| Work to be completed |
Exact copies are required of the lines from the line containing "Task: point out each instance of the priest in green" through the final line of the listing, both included, and of no other lines.

| Given records |
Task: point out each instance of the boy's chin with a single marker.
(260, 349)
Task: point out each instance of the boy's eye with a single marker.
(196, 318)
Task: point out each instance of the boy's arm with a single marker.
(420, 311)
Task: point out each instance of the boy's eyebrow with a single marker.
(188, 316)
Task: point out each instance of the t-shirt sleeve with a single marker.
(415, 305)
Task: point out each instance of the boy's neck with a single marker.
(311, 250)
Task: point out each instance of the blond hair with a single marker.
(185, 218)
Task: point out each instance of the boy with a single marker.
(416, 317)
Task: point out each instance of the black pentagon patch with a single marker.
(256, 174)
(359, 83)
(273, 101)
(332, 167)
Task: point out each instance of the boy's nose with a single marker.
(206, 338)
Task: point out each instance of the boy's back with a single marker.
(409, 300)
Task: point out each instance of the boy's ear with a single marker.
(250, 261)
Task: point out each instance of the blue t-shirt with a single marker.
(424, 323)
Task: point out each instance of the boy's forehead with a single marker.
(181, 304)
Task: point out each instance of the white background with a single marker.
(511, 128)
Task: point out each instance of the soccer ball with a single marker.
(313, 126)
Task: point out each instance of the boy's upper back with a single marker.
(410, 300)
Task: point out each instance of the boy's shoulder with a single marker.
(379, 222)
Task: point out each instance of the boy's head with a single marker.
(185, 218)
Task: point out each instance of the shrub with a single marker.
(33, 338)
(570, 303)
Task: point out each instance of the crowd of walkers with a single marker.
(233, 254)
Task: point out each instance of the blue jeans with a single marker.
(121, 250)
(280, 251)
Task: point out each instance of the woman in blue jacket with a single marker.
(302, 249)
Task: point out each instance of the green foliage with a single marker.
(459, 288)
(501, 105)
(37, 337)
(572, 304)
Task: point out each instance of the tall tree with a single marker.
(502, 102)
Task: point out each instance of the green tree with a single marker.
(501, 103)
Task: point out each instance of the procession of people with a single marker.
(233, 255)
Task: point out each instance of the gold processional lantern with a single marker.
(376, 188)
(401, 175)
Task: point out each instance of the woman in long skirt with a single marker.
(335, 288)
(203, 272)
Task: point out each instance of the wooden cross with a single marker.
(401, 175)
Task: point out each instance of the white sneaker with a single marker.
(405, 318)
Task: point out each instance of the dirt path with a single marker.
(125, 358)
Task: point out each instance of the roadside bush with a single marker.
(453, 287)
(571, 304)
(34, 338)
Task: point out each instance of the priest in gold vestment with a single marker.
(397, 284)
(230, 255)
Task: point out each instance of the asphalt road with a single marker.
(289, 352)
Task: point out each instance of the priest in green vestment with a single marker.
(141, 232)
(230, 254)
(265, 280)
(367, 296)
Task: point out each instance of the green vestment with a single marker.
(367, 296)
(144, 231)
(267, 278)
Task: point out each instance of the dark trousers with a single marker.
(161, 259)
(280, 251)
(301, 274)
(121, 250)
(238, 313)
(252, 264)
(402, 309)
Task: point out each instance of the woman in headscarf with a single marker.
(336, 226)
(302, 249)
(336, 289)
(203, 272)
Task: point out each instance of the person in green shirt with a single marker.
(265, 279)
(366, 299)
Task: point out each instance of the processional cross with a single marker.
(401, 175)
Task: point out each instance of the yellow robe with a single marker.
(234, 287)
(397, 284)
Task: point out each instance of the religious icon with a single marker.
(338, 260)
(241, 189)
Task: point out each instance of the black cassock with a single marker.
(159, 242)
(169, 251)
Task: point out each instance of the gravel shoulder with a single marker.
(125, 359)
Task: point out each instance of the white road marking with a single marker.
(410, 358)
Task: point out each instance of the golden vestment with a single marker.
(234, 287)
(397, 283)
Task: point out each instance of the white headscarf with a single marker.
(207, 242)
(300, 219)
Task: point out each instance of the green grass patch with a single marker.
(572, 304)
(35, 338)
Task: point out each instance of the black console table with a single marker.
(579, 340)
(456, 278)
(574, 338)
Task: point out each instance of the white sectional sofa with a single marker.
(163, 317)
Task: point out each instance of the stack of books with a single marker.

| Final answer |
Task: point out each instance of the priest in green vestment with a single marker.
(141, 232)
(230, 254)
(265, 280)
(367, 296)
Task: point out each instance of the green vestment with a single marker.
(367, 296)
(144, 231)
(267, 278)
Task: point out each instance of the dark trousers with a single marker.
(161, 259)
(280, 251)
(301, 274)
(121, 250)
(238, 313)
(252, 264)
(402, 309)
Task: point out each instance of the woman in headscarf with a single marker.
(336, 226)
(302, 249)
(336, 289)
(203, 272)
Task: point out each instance of the person in green shirt with a single marker.
(265, 279)
(366, 299)
Task: point out each instance of the processional cross with a single marker.
(401, 175)
Task: point out each instance of the yellow robe with a single marker.
(234, 287)
(397, 284)
Task: point out each instance of the religious icon with a single marker.
(338, 260)
(241, 189)
Task: point out each instance of the black cassock with a single marker.
(159, 242)
(169, 251)
Task: point out each instance of the gravel shoulder with a single marker.
(125, 359)
Task: point out each instance of the white road marking with a single marker.
(410, 358)
Task: point out each instance of the golden vestment with a single marker.
(234, 287)
(397, 283)
Task: point out each instance of the white headscarf with a single marker.
(207, 242)
(300, 219)
Task: point out each instance of the green grass patch with a single marker.
(572, 304)
(35, 338)
Task: point out each instance of the black console table with a single marker.
(579, 340)
(456, 278)
(574, 338)
Task: point out each instance of the white sectional sofa with a single marker.
(163, 317)
Task: point out each instance of the stack of books with a single marker.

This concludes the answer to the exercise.